■ Task brief ■
Exclude the pictures and return every line exactly as written.

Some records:
# # # # # # #
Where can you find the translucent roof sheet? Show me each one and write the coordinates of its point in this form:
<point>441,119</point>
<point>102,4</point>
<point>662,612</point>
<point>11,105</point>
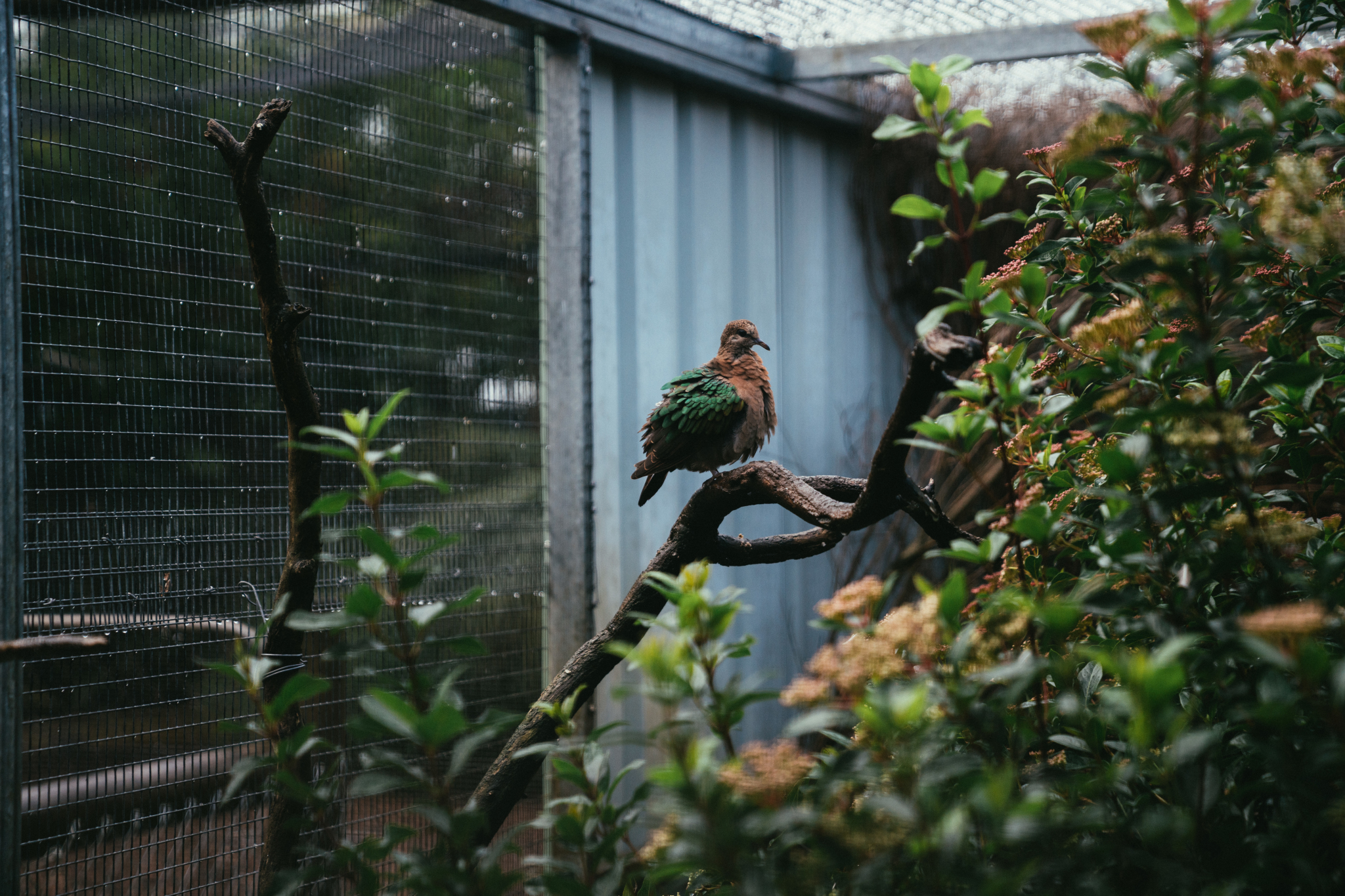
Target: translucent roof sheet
<point>811,23</point>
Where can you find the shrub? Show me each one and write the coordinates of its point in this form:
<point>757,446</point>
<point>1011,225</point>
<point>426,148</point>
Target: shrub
<point>1134,681</point>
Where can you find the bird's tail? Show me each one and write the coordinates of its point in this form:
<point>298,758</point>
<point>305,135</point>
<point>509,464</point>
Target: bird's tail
<point>653,482</point>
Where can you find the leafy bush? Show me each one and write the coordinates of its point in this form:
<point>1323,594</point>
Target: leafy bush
<point>412,733</point>
<point>1134,683</point>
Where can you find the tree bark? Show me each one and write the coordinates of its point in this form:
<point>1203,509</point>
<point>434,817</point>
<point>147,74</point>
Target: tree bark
<point>833,504</point>
<point>299,576</point>
<point>49,647</point>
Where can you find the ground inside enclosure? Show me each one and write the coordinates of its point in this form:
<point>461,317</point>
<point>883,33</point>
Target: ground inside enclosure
<point>405,188</point>
<point>214,853</point>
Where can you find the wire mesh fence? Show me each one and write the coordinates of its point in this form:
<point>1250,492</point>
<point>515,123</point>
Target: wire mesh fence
<point>407,196</point>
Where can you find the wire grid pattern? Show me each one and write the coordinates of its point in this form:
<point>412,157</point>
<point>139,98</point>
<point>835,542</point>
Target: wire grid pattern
<point>826,23</point>
<point>404,188</point>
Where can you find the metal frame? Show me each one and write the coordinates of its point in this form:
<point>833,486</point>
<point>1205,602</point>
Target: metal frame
<point>810,81</point>
<point>11,467</point>
<point>568,337</point>
<point>674,42</point>
<point>1003,45</point>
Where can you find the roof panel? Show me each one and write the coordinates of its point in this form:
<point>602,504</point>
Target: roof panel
<point>816,23</point>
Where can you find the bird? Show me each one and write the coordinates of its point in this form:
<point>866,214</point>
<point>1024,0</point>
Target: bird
<point>711,416</point>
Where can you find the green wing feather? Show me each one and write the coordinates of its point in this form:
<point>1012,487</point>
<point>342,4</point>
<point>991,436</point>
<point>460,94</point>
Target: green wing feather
<point>698,402</point>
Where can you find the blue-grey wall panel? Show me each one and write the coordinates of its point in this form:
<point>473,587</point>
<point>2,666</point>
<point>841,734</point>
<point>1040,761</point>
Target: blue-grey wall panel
<point>707,210</point>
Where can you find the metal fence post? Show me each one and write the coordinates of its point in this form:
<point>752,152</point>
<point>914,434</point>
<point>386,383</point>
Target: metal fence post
<point>11,465</point>
<point>568,347</point>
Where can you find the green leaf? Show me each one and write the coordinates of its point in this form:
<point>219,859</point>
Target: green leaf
<point>929,242</point>
<point>988,184</point>
<point>1232,15</point>
<point>1033,523</point>
<point>1032,281</point>
<point>953,64</point>
<point>331,450</point>
<point>401,479</point>
<point>355,422</point>
<point>380,781</point>
<point>569,773</point>
<point>328,504</point>
<point>969,119</point>
<point>384,413</point>
<point>363,602</point>
<point>427,613</point>
<point>332,435</point>
<point>914,206</point>
<point>926,79</point>
<point>299,687</point>
<point>1181,16</point>
<point>899,128</point>
<point>440,725</point>
<point>953,598</point>
<point>892,62</point>
<point>1071,742</point>
<point>1118,465</point>
<point>1333,345</point>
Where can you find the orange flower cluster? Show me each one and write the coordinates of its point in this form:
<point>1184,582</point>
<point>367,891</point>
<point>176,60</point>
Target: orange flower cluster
<point>853,603</point>
<point>1116,37</point>
<point>767,773</point>
<point>1118,327</point>
<point>896,645</point>
<point>1256,336</point>
<point>1293,70</point>
<point>1107,230</point>
<point>1028,242</point>
<point>1286,625</point>
<point>1005,277</point>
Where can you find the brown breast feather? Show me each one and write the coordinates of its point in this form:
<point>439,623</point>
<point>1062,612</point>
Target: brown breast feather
<point>749,379</point>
# # # # # # #
■ Result of the exercise ■
Where can you find the translucent roof sheet? Show me each one and write the coordinates of its point in this form:
<point>441,119</point>
<point>102,4</point>
<point>662,612</point>
<point>11,105</point>
Target: translucent roof sheet
<point>811,23</point>
Where can you find the shrub? Show me each one and write the coordinates of its point in this form:
<point>757,446</point>
<point>1011,225</point>
<point>426,148</point>
Target: shrub
<point>1134,681</point>
Where can you find the bird's tail? Show me each one and write the coordinates of its point in this form:
<point>298,758</point>
<point>305,135</point>
<point>509,464</point>
Target: bird's tail
<point>653,482</point>
Where can you find the leafy bush? Show me each one and write the coordinates of its point in this form:
<point>1323,594</point>
Target: leafy bush
<point>412,733</point>
<point>1134,683</point>
Where can you find the tree bark? Show me each one and write the coordinates of its point in this form:
<point>1203,509</point>
<point>434,817</point>
<point>147,74</point>
Target: tree bark
<point>833,504</point>
<point>299,576</point>
<point>49,647</point>
Where can you find the ground inside enclosure? Show me each one and write the coordinates of its point in this form:
<point>461,317</point>
<point>883,33</point>
Target: ground inside enclosure
<point>405,188</point>
<point>214,853</point>
Where can you find the wire mesh fence? Show me each one and write the coordinates of its point in this form:
<point>1250,492</point>
<point>515,123</point>
Target: wire mesh fence
<point>407,196</point>
Where can you find the wire grid pattern? Show me each one and write the coordinates of its point in this form:
<point>412,157</point>
<point>139,98</point>
<point>835,542</point>
Target: wire grid pattern
<point>826,23</point>
<point>404,188</point>
Where can you find the metal frame? Show me each one and write the coordinates of its point in this form:
<point>833,486</point>
<point>1205,602</point>
Target: metal frame
<point>810,81</point>
<point>11,467</point>
<point>568,337</point>
<point>674,42</point>
<point>1003,45</point>
Where can you find the roof panel? Show me each one and write the coordinates of its point in this form:
<point>602,504</point>
Target: roof panel
<point>816,23</point>
Where can you find the bird? Show me each one and write the coordinates of its point in this form:
<point>866,214</point>
<point>1024,0</point>
Target: bird
<point>711,416</point>
Where can you find the green wing feather? Show me each one and write the coordinates of its point in this form:
<point>1012,487</point>
<point>342,4</point>
<point>991,436</point>
<point>460,94</point>
Target: green wing feather
<point>698,402</point>
Where can you find the blue-grey wall panel? Show me each one and write the coordinates of its point in this form:
<point>473,587</point>
<point>2,666</point>
<point>841,734</point>
<point>1040,761</point>
Target: blue-grey wall panel
<point>707,210</point>
Where can you find the metal fence post? Show me each one and write the coordinates of its point in this form:
<point>752,152</point>
<point>914,434</point>
<point>386,383</point>
Target: metal fence post
<point>11,465</point>
<point>568,347</point>
Where can you find the green leaf? Show me each one and write the coordinates of its point in this form:
<point>219,859</point>
Target: green leaf
<point>929,242</point>
<point>988,184</point>
<point>1232,15</point>
<point>1033,523</point>
<point>1032,281</point>
<point>953,64</point>
<point>331,450</point>
<point>401,479</point>
<point>355,422</point>
<point>380,781</point>
<point>569,773</point>
<point>328,504</point>
<point>969,119</point>
<point>384,413</point>
<point>363,602</point>
<point>427,613</point>
<point>332,435</point>
<point>914,206</point>
<point>926,79</point>
<point>299,687</point>
<point>1181,16</point>
<point>899,128</point>
<point>440,725</point>
<point>953,598</point>
<point>892,62</point>
<point>1071,742</point>
<point>1118,465</point>
<point>1333,345</point>
Where can you find the orange flower cluster? Show me each one and write the coordinates of its point in this form:
<point>1184,582</point>
<point>367,891</point>
<point>176,60</point>
Target: orange flower cluster
<point>853,603</point>
<point>1116,37</point>
<point>767,773</point>
<point>1118,327</point>
<point>896,645</point>
<point>1256,336</point>
<point>1293,70</point>
<point>1107,230</point>
<point>1028,242</point>
<point>1286,625</point>
<point>1005,277</point>
Where can you find the brown breast feather? Show me each one and write the coordinates of its point in this form:
<point>439,623</point>
<point>1062,612</point>
Target: brown breast feather
<point>749,379</point>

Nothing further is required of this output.